Task to carry out:
Reproduce the following lines word for word, omitting the pictures from your response.
##### Source data #####
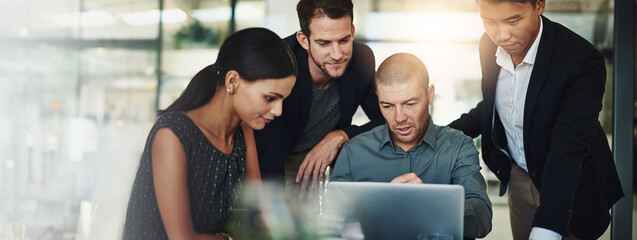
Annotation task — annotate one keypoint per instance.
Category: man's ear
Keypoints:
(430, 93)
(232, 80)
(540, 4)
(303, 39)
(353, 30)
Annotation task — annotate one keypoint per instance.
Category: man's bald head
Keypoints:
(400, 68)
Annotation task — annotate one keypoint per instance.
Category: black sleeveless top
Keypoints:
(214, 181)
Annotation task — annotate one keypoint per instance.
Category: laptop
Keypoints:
(394, 211)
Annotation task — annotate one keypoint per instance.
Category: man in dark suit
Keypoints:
(542, 88)
(336, 75)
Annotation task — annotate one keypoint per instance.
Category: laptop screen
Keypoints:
(393, 211)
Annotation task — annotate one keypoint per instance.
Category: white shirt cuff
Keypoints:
(538, 233)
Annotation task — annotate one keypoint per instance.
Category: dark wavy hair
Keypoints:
(532, 2)
(334, 9)
(255, 53)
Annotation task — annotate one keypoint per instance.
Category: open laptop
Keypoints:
(396, 211)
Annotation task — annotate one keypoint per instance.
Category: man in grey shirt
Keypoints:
(409, 148)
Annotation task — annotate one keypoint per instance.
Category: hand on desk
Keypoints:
(407, 178)
(317, 160)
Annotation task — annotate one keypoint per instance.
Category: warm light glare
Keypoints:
(152, 17)
(429, 26)
(243, 11)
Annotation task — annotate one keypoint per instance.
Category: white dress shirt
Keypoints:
(510, 97)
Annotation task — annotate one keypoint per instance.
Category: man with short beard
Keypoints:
(410, 148)
(335, 77)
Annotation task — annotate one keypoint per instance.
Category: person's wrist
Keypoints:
(224, 235)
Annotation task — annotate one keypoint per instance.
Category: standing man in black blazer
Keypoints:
(336, 75)
(542, 88)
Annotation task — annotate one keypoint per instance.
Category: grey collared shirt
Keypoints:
(443, 156)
#####
Problem solution:
Annotation task — annotate one keypoint per instance.
Category: man's ear
Keypoints:
(430, 93)
(232, 80)
(540, 4)
(303, 39)
(353, 30)
Annotation task — annotate one keypoint per instance.
Category: man's bald head
Keypoints:
(400, 68)
Annotation task — annotate one keypoint per instance.
Category: black sleeveless top
Keypoints:
(214, 181)
Annotation task — annotate one keypoint per instance.
Category: laptop
Keypoints:
(394, 211)
Annotation task — annotate one keypoint per instance.
Category: man in dark suit
Keypoints:
(542, 88)
(336, 75)
Annotation task — annotate one keypoint per instance.
Category: laptop screen
Keypoints:
(393, 211)
Annotation task — annotate one keypoint per instance.
Category: white shirt cuff
Keypoints:
(538, 233)
Annotation task — annotate one keypoint per instance.
Category: dark wavy hair
Keypoints:
(532, 2)
(334, 9)
(255, 53)
Annotation task — annotate one keypoint per instance.
Category: open laptop
Keypoints:
(396, 211)
Annotation task — annotate one keypoint per instance.
Category: man in grey shirt
Keypoints:
(409, 148)
Annotation task — annotate one keypoint per instance.
Category: hand on desk
Keypoints:
(407, 178)
(317, 160)
Annotation task — annotate one keypoint per instance.
Category: warm light glare
Keypoints:
(152, 17)
(429, 26)
(243, 11)
Annotation task — annotate one keypoint per instance.
Category: white dress shirt
Keypoints:
(510, 97)
Annotation task — annotate one keypoint per instance.
Category: man with short beard
Keypoints:
(410, 148)
(335, 77)
Annotation task — annotate one keypoint per instance.
Category: person's wrist
Keypoints:
(224, 235)
Annotation task — annotate one keypoint per instance.
Category: standing man in black blazer
Keypoints:
(336, 75)
(542, 88)
Annotation task — annotate one keypoint per instance.
Category: grey collared shirt
Keypoints:
(443, 156)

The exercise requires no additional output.